▽

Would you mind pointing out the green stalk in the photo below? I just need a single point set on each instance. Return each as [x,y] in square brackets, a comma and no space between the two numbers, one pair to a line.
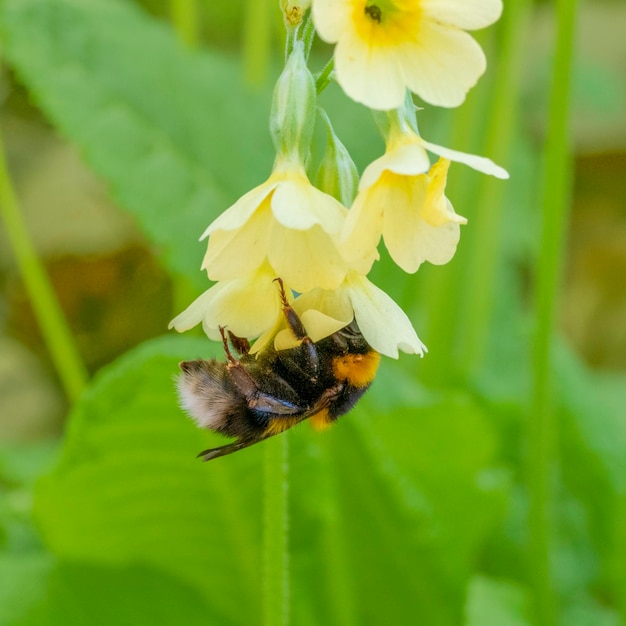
[275,532]
[541,421]
[185,19]
[256,39]
[485,226]
[442,283]
[54,329]
[619,560]
[323,79]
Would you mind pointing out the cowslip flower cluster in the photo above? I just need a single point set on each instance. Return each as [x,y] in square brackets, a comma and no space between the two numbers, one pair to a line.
[303,233]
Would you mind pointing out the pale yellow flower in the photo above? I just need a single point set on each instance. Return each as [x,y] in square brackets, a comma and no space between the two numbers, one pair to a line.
[285,222]
[403,201]
[386,46]
[383,324]
[247,306]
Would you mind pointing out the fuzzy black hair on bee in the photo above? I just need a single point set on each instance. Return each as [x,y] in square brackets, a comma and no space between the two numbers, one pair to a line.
[252,398]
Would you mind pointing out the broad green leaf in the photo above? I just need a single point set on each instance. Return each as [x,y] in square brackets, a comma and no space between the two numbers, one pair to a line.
[174,133]
[36,591]
[22,584]
[128,490]
[493,602]
[375,502]
[379,527]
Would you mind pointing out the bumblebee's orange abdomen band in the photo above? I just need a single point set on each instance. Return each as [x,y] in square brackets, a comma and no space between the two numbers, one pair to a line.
[357,370]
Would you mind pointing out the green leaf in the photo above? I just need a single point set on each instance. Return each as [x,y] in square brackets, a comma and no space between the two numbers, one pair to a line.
[174,133]
[128,489]
[493,602]
[374,503]
[38,592]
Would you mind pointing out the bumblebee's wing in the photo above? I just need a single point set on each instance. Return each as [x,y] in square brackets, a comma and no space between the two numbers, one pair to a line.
[322,403]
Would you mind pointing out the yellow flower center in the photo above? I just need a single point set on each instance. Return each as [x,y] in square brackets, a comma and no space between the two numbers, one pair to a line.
[386,22]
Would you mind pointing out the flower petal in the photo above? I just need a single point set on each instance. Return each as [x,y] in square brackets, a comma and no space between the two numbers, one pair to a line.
[480,164]
[298,205]
[331,18]
[235,253]
[246,306]
[409,247]
[369,74]
[466,14]
[240,212]
[318,326]
[441,64]
[332,303]
[364,226]
[305,259]
[382,322]
[409,159]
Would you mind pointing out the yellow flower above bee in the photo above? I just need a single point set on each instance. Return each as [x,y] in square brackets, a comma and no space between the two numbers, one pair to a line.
[402,199]
[384,47]
[286,222]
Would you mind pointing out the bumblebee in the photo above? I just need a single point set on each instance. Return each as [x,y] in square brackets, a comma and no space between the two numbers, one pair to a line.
[253,398]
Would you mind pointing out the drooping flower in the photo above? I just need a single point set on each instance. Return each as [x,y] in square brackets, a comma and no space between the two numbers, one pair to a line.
[383,324]
[402,199]
[386,46]
[285,222]
[284,227]
[247,306]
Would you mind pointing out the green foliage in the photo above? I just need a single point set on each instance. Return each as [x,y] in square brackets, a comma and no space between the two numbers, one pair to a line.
[413,509]
[127,493]
[155,121]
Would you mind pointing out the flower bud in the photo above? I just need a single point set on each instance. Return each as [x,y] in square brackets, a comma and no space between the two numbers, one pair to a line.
[337,175]
[294,10]
[292,116]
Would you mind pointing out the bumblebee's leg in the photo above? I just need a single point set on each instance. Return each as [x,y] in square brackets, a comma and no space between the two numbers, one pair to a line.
[292,317]
[229,356]
[241,344]
[214,453]
[255,399]
[306,357]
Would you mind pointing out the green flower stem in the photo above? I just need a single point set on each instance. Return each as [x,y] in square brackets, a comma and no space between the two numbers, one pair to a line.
[275,533]
[185,19]
[256,39]
[485,226]
[619,559]
[56,333]
[323,79]
[541,420]
[441,283]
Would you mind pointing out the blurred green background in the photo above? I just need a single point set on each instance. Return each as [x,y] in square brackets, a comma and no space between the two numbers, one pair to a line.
[445,497]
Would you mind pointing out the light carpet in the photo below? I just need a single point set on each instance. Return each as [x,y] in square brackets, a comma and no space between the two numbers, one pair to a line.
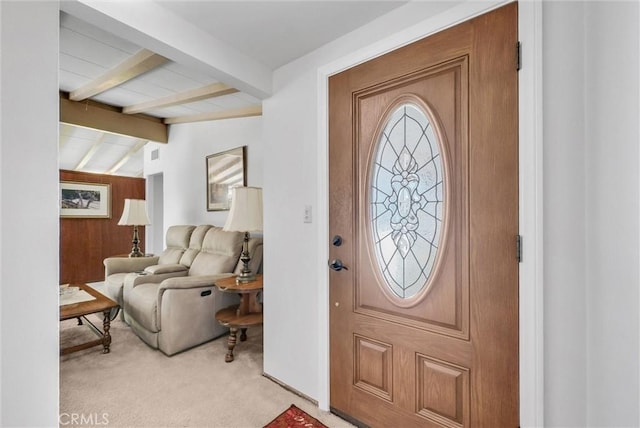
[136,386]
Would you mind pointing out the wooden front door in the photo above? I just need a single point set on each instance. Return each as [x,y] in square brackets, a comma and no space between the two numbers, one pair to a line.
[423,225]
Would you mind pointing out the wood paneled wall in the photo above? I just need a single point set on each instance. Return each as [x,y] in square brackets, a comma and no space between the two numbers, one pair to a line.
[86,242]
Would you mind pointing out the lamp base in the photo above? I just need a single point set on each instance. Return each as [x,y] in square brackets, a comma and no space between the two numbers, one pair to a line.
[245,275]
[135,250]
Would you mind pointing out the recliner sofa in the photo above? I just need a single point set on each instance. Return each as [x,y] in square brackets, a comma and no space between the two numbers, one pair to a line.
[173,309]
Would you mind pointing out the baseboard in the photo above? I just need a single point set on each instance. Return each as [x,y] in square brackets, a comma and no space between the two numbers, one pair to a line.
[290,389]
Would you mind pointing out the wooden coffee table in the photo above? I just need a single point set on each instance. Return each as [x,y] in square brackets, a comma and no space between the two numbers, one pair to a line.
[101,303]
[247,314]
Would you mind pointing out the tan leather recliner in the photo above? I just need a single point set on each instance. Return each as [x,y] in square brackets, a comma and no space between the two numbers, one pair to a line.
[167,264]
[178,313]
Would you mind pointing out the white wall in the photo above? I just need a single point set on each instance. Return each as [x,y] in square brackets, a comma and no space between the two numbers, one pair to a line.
[565,288]
[29,214]
[182,163]
[612,118]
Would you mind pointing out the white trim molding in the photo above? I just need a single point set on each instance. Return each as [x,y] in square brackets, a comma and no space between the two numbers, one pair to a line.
[530,204]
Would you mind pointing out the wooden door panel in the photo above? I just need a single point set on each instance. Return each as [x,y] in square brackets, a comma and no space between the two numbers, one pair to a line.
[443,305]
[426,334]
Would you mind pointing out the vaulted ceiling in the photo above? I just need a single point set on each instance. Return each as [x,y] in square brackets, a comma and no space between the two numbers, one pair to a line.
[116,95]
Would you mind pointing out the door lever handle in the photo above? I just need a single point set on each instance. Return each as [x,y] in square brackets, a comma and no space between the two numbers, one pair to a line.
[336,264]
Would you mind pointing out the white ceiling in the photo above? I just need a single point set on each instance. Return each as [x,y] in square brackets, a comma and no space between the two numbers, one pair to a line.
[270,32]
[277,32]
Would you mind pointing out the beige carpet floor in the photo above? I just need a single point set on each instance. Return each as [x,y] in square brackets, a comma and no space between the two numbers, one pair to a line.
[136,386]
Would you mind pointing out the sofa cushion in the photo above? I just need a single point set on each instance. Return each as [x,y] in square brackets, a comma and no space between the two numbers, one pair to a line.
[141,304]
[177,241]
[113,286]
[220,253]
[195,244]
[168,268]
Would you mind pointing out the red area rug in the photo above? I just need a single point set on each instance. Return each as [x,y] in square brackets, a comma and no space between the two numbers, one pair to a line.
[294,417]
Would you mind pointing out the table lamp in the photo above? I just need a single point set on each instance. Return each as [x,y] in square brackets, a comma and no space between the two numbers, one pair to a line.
[134,214]
[245,216]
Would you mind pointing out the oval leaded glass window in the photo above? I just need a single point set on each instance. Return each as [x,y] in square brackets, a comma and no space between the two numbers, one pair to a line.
[407,194]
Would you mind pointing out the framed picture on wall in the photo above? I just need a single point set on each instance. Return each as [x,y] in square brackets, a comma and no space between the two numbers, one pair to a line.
[85,200]
[225,171]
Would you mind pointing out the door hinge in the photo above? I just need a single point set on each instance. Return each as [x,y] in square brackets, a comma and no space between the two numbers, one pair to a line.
[519,248]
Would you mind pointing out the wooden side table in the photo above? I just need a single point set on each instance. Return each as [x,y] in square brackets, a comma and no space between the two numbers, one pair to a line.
[247,314]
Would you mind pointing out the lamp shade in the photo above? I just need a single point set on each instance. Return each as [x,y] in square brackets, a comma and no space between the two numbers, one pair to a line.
[134,213]
[245,214]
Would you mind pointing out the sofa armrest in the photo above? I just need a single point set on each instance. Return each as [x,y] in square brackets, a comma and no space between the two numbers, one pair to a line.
[134,279]
[124,264]
[192,281]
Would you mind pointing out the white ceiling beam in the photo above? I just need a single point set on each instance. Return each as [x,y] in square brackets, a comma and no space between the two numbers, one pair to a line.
[64,135]
[132,151]
[143,61]
[156,28]
[225,114]
[92,151]
[203,93]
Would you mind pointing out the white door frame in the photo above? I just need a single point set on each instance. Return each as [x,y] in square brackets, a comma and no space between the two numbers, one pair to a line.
[530,182]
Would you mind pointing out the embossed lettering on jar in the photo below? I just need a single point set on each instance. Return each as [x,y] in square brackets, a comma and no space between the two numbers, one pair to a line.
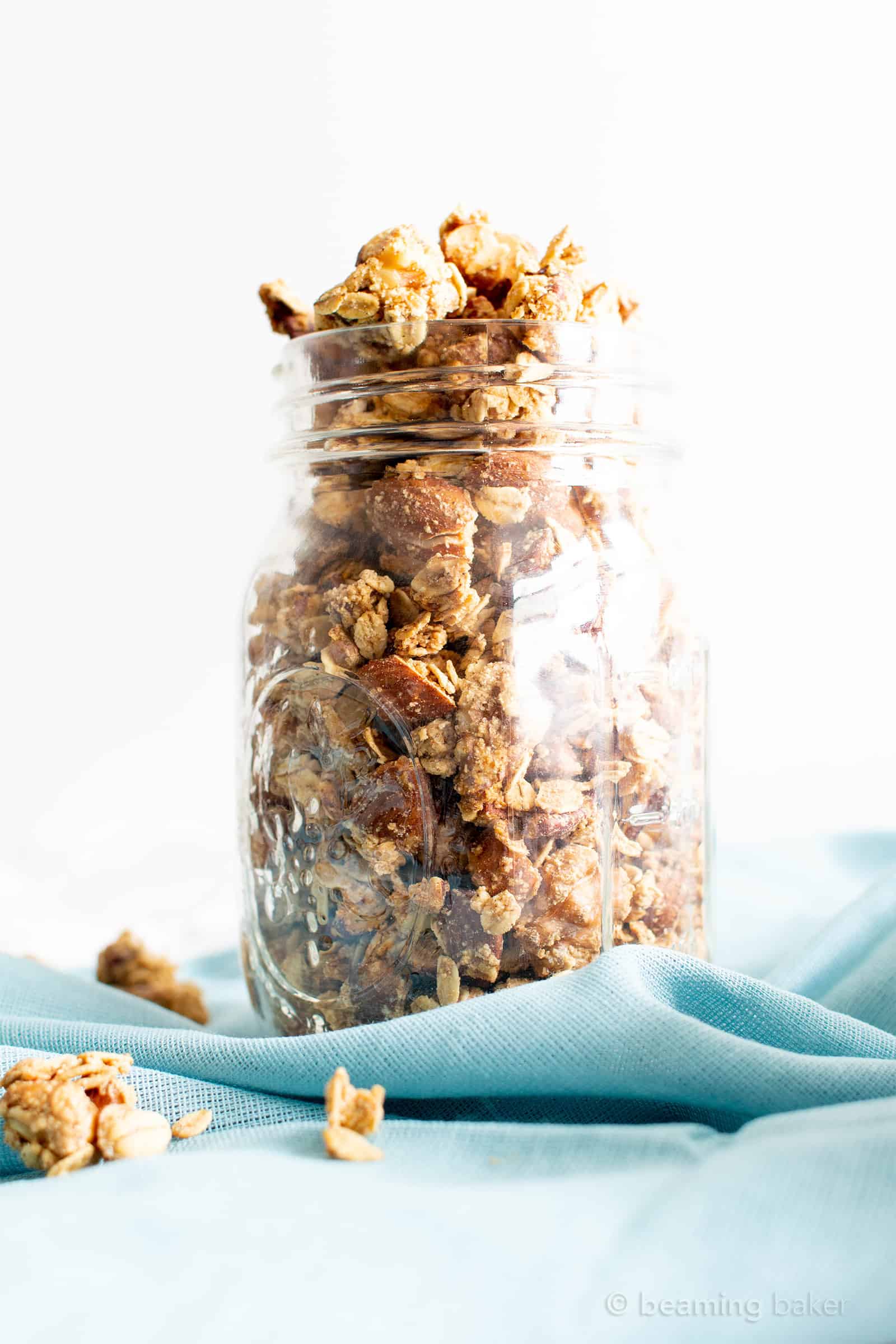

△

**Given problem:** Show every line of the items above that contains the string "bumblebee", copying each line in full. Case counts.

**Problem solution:**
Would you mind pointing out the bumblebee's orange abdomen band in the photo above? I just need a single point set on each instance. Return each as [x,y] in square brackets, a comma and no space between the two numbers, one pair to a line.
Would you mind pointing out the bumblebee's wing in the photo above? I just need a single point set on each instance. Return each as [x,y] in square brackets, a comma and no space between the two numbers, one pair to a line.
Would you mind pointing out the bumblebee in the photo above? I just need a single point set on each instance. Return each as [x,y] in square brackets, a comma and no space between the two numbers, one pair to a line.
Would you mind pointing out the bumblebee's leg in the photo above? I just need a single point set on each instance. Return each as [x,y] in square brackets, a comma and no space between the two numbers, one pair to a line.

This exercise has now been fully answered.